* Reading passage *
*****

Question

The student's lab manual says to mix 50 mL of his 2.0 M CaCl2 solution with 50 mL of a 3.0 M aqueous solution of sodium carbonate(Na2CO3)
a. Write a balanced equation to show the reaction. Include state symbols
b. What kind of reaction is this?
c. What is the limiting reagent?
d. How many grams of precipitate should he get?
e. If he got 8.29 of product, what is his percent yield?

Answer 1

CaCl2+Na2CO3-->CaCO3+2NaCl
A double displacement reaction is a type of reaction where part of of one reactant is replaced by part of another reactant.
The calcium traded its chloride ion for the sodium's carbonate ion.

Answer 2

what are the state symbols though? (s) and (aq)?

Answer 3

CaCl2(aq)+Na2CO3(aq)-->CaCO3(s)+2NaCl(aq)

Answer 4

i think you are right calcium carbonate is insoluble.

Answer 5

and what is a limiting regent..?

Answer 6

The reactant in a chemical reaction that limits the amount of product that can be formed.
Convert Volume units from cm^3 to dm^3
1cm^3=0.001 dm^3
Use Number of moles=Concentration(mol/dm^3)*Volume(dm^3)
Number of moles of CaCl2=(50/1000)*2=0.1
Number of moles of Na2CO3=(50/1000)*3=0.15
Those Values represent the actual number of moles present from each reactant. Now find the the number of moles of CaCl2 based on Na2CO3 acutal no. of moles. this is also done to Na2CO3 based on CaCl2 actual no. of moles present.

*****

* Required task A *
Locate every line in the rows that contains the string "wheel", matching case, and copy each of those lines.

*****

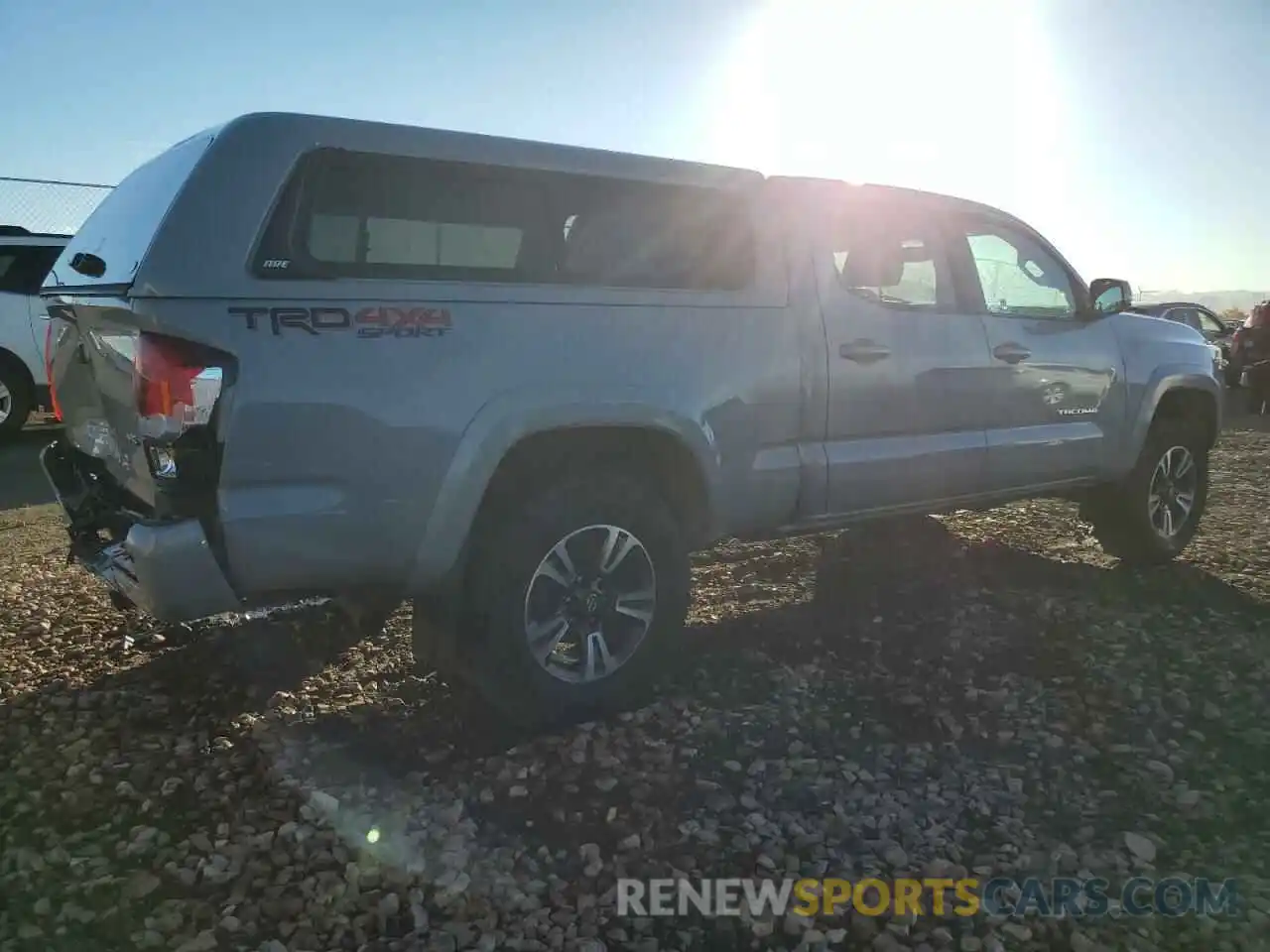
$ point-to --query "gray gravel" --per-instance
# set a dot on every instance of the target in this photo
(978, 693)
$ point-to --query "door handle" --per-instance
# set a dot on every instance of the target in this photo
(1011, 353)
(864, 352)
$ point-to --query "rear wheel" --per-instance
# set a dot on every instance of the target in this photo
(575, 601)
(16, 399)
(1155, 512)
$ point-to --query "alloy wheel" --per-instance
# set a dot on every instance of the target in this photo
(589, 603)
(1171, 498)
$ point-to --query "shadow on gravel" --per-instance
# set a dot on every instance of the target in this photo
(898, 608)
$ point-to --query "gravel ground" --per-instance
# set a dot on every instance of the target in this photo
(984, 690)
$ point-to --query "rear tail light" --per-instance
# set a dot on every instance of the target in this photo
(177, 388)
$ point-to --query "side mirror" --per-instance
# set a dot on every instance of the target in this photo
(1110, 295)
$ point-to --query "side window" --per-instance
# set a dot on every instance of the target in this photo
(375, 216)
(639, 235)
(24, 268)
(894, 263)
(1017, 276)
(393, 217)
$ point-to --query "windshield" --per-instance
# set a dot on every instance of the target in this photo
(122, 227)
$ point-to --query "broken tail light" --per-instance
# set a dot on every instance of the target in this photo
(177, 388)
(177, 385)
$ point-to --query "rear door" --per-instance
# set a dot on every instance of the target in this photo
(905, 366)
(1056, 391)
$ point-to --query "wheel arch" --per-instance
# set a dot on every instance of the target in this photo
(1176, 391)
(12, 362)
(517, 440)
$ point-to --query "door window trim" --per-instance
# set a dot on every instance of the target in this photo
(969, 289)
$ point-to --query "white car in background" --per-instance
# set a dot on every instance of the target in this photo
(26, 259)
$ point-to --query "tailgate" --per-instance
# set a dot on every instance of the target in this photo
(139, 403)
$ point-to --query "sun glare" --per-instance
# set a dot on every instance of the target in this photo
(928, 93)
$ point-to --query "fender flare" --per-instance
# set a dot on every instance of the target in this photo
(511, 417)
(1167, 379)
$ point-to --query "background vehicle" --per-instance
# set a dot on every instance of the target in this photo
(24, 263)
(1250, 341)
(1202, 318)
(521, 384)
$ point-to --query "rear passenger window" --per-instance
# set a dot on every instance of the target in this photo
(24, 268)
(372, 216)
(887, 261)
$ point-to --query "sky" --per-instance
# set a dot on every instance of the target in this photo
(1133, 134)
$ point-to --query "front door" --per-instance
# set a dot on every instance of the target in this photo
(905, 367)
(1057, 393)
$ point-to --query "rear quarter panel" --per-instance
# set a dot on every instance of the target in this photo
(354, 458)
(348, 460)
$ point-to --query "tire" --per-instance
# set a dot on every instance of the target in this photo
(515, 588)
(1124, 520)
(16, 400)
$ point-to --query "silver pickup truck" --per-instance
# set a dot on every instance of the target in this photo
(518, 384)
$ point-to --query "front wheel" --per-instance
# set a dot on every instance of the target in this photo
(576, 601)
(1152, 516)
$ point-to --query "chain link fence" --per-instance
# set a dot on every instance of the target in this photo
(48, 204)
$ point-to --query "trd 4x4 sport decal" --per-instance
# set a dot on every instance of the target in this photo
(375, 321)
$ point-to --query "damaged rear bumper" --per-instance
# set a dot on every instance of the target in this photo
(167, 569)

*****

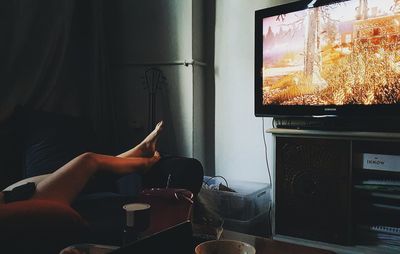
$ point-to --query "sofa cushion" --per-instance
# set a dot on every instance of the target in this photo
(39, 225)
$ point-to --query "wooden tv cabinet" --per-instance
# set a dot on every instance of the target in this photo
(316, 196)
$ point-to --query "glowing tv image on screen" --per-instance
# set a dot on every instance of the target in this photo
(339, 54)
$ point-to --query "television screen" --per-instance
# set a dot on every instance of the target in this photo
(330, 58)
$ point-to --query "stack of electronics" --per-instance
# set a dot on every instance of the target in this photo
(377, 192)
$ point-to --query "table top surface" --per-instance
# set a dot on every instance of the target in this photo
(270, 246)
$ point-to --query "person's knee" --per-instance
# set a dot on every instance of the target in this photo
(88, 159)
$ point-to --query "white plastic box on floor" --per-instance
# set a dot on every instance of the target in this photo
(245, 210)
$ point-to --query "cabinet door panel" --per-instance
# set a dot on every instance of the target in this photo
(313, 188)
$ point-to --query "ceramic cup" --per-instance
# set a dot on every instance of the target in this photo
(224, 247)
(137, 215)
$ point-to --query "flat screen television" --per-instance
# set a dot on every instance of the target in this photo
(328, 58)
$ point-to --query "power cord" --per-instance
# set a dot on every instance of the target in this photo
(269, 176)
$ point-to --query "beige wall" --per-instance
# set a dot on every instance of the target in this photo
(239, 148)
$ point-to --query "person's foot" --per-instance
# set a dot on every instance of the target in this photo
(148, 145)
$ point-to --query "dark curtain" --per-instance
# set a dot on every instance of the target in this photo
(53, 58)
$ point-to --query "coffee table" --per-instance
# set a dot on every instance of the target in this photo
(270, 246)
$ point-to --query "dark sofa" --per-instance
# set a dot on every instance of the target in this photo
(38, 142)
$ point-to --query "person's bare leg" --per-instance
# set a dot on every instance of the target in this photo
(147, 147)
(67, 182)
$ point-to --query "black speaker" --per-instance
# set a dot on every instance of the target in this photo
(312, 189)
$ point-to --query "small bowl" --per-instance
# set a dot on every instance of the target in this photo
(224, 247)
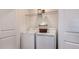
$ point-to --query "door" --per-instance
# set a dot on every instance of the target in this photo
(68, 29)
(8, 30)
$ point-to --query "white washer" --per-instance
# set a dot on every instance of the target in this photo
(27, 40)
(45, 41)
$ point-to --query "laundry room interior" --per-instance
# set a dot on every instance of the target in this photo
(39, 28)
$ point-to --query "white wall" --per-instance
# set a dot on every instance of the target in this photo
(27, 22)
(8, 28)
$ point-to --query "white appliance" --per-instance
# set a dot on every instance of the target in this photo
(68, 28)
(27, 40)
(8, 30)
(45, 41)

*****

* Required task B *
Revise the chemistry thread from "Convert Volume units" up to and including "of moles present." by replacing "Concentration" with "Molarity", then give that passage again.

* Problem solution A *
$ point-to --query "rear wheel" --per-instance
$ point-to --query "alloy wheel" --per-instance
$ point-to --query "wheel arch" --per-instance
$ point-to --query "front wheel" --per-instance

* Problem solution B *
Convert Volume units from cm^3 to dm^3
1cm^3=0.001 dm^3
Use Number of moles=Molarity(mol/dm^3)*Volume(dm^3)
Number of moles of CaCl2=(50/1000)*2=0.1
Number of moles of Na2CO3=(50/1000)*3=0.15
Those Values represent the actual number of moles present from each reactant. Now find the the number of moles of CaCl2 based on Na2CO3 acutal no. of moles. this is also done to Na2CO3 based on CaCl2 actual no. of moles present.